SHORT TASK:
Translate into Spanish this sentence from the passage on spatial database management systems: "Different SDBMS implementations support configurations for different user environments, including single-user and multi-user environments."

DOCUMENT SEGMENT:
A spatial database management system (SDBMS) is an extension, some might say specialization, of a conventional database management system (DBMS). Every DBMS (hence SDBMS) uses a data model specification as a formalism for software design, and establishing rigor in data management. Three components compose a data model, 1) constructs developed using data types which form data structures that describe data, 2) operations that process data structures that manipulate data, and 3) rules that establish the veracity of the structures and/or operations for validating data. Basic data types such as integers and/or real numbers are extended into spatial data types such as points, polylines and polygons in spatial data structures. Operations constitute capabilities that manipulate the data structures, and as such when sequenced into operational workflows in specific ways generate information from data; one might say that new relationships constitute the information from data. Different data model designs result in different combinations of structures, operations, and rules, which combine into various SDBMS products. The products differ based upon the underlying data model, and these data models enable and constrain the ability to store and manipulate data. Different SDBMS implementations support configurations for different user environments, including single-user and multi-user environments.
Nyerges, T. (2021). Spatial Database Management Systems. The Geographic Information Science & Technology Body of Knowledge (1st Quarter 2021 Edition), John P. Wilson (ed.). DOI: 10.22224/gistbok/2021.1.11.
This Topic is also available in the following editions: DiBiase, D., DeMers, M., Johnson, A., Kemp, K., Luck, A. T., Plewe, B., and Wentz, E. (2006). Basic Data Structures. The Geographic Information Science & Technology Body of Knowledge. Washington, DC: Association of American Geographers. (2nd Quarter 2016, first digital)

[Items drawn from a data source]
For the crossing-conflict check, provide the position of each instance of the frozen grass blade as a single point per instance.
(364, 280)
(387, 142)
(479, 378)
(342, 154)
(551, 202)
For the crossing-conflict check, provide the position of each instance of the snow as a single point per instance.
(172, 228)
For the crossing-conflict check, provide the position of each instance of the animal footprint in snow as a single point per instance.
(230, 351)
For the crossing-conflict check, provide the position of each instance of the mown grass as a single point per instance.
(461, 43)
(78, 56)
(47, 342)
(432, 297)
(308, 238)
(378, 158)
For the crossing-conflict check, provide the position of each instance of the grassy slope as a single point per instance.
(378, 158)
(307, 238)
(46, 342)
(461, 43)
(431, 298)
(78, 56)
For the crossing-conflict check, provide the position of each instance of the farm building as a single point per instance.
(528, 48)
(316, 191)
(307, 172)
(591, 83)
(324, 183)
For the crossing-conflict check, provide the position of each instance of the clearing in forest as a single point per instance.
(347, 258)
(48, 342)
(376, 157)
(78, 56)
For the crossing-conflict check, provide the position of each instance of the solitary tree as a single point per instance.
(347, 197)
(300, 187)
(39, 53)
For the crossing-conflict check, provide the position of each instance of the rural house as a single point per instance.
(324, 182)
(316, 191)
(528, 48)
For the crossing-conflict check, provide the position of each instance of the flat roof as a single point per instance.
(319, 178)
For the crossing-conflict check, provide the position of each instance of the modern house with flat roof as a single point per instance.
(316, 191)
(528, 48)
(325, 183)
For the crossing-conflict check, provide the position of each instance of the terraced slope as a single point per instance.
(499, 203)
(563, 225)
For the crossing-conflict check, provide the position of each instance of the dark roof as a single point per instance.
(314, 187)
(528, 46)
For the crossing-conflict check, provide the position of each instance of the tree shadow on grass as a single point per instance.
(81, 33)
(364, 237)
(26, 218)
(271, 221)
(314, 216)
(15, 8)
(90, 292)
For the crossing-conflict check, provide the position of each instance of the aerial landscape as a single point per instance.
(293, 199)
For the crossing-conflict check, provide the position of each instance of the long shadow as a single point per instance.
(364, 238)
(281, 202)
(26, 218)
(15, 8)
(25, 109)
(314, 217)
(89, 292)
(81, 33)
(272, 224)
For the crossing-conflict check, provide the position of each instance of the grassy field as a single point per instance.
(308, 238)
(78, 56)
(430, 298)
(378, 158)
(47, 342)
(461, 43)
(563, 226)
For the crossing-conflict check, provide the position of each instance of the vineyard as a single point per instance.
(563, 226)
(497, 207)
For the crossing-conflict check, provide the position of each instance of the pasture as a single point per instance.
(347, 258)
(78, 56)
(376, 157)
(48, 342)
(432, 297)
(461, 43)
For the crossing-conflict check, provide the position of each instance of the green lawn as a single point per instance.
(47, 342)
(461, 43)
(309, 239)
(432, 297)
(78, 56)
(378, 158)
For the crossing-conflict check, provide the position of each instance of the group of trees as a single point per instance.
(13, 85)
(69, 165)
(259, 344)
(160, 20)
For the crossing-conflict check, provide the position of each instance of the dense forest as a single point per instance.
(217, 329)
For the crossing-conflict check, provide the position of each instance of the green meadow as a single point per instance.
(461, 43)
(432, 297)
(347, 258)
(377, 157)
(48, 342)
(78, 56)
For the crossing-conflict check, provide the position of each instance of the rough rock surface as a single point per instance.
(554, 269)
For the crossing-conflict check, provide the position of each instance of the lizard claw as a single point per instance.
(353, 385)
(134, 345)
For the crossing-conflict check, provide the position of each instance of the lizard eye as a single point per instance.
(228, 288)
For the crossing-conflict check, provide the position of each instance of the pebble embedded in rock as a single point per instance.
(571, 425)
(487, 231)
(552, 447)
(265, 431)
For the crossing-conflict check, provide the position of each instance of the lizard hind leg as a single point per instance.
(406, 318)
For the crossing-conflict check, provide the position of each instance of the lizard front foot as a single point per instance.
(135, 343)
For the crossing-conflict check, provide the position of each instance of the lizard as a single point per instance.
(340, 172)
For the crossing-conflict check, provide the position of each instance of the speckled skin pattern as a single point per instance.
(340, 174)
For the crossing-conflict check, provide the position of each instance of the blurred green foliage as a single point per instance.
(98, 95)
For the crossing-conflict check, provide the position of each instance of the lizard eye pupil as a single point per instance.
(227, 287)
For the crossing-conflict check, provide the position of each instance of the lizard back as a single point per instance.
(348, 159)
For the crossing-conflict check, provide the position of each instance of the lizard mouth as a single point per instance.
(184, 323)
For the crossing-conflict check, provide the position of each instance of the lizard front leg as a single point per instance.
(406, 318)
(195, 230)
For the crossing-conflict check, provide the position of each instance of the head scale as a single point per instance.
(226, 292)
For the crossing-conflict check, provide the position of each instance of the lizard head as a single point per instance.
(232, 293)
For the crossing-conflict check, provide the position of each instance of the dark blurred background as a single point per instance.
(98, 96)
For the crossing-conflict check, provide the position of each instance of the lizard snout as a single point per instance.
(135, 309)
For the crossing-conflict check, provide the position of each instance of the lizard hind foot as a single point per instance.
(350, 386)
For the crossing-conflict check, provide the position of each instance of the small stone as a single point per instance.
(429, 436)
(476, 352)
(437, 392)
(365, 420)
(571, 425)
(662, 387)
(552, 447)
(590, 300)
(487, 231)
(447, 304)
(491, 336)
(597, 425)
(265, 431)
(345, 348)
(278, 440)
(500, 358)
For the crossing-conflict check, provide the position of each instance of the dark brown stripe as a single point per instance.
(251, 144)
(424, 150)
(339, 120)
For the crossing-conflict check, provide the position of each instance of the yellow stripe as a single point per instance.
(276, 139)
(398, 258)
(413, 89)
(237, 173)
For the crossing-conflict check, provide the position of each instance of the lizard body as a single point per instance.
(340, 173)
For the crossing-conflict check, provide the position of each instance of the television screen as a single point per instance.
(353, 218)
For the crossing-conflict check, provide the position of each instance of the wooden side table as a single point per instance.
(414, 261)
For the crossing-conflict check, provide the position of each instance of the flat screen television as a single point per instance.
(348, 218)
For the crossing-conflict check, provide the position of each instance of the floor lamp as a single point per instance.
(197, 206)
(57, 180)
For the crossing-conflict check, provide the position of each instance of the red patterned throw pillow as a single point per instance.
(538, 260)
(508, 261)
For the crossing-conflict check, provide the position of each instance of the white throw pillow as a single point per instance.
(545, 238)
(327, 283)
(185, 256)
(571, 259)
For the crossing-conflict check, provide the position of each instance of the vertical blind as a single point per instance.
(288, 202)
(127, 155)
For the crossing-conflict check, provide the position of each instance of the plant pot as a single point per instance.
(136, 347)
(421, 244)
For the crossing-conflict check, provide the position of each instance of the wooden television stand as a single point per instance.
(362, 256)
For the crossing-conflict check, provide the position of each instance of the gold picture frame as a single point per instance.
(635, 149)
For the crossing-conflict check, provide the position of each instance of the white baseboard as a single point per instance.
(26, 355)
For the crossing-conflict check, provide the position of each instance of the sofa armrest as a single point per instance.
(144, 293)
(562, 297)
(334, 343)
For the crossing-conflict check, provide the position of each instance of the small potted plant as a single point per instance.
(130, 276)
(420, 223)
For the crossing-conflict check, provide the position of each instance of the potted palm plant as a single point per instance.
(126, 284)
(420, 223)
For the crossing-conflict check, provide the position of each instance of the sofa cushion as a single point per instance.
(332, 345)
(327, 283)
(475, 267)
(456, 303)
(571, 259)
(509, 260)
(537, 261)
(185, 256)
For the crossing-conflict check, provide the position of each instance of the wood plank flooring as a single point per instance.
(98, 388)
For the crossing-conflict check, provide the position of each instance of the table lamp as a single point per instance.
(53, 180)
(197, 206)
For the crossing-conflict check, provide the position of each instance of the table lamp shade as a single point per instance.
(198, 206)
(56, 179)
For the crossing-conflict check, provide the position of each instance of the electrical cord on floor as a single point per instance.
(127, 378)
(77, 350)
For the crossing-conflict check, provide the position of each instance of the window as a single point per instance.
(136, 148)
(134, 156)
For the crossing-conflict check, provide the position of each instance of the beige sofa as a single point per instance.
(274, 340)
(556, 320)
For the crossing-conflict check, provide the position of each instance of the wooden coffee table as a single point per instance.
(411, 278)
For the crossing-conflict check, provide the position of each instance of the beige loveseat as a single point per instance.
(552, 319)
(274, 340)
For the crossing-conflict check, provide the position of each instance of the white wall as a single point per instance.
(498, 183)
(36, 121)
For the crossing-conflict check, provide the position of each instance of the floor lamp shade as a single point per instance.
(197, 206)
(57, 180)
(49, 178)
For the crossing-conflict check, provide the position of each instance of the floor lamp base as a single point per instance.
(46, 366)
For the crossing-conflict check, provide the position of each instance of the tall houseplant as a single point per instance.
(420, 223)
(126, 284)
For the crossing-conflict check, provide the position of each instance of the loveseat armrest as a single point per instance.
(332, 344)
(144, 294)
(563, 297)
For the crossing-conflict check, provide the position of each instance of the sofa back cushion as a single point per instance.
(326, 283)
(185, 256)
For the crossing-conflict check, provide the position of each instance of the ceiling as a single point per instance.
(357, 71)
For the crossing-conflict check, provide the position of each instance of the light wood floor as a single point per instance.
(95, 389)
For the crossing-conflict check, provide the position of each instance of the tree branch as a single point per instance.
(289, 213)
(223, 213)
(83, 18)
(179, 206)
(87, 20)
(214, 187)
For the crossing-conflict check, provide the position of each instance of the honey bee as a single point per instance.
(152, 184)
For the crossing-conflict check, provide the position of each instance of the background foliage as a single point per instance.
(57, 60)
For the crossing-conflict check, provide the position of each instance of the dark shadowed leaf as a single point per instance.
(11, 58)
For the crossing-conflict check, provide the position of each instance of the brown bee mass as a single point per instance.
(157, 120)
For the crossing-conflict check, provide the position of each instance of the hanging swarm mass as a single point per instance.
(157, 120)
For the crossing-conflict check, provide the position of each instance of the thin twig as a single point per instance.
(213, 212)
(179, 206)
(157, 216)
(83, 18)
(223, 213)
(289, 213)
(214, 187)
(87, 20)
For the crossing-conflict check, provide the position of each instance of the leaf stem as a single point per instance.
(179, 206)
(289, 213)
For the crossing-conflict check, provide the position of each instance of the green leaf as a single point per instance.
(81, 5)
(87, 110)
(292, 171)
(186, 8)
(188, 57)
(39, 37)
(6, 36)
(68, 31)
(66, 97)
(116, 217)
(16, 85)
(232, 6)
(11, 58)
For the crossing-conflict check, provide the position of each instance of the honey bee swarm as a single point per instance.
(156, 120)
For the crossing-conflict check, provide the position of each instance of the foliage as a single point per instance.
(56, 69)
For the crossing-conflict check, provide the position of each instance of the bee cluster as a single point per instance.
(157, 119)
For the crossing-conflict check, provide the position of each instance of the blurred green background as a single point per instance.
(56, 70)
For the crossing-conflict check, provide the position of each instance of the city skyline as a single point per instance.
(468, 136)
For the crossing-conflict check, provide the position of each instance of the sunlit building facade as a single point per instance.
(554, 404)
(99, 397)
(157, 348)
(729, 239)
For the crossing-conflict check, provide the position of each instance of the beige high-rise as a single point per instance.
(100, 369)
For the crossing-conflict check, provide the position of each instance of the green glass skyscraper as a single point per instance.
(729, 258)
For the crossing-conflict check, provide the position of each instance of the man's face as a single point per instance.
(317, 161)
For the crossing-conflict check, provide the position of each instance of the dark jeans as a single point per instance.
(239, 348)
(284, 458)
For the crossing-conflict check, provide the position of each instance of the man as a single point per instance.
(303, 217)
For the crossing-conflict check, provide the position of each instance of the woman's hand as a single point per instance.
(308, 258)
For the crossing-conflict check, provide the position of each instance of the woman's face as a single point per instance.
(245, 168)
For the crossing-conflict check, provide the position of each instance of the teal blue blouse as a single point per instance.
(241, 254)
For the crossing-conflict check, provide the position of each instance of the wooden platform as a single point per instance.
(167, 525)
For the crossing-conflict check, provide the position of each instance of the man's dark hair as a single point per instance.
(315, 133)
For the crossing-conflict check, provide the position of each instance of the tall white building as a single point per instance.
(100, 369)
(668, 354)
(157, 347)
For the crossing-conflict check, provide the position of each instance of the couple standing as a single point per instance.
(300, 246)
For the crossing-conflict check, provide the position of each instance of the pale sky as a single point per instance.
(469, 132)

RESPONSE:
Las distintas implementaciones de SDBMS admiten configuraciones para distintos entornos de usuario, incluidos los entornos monousuario y multiusuario.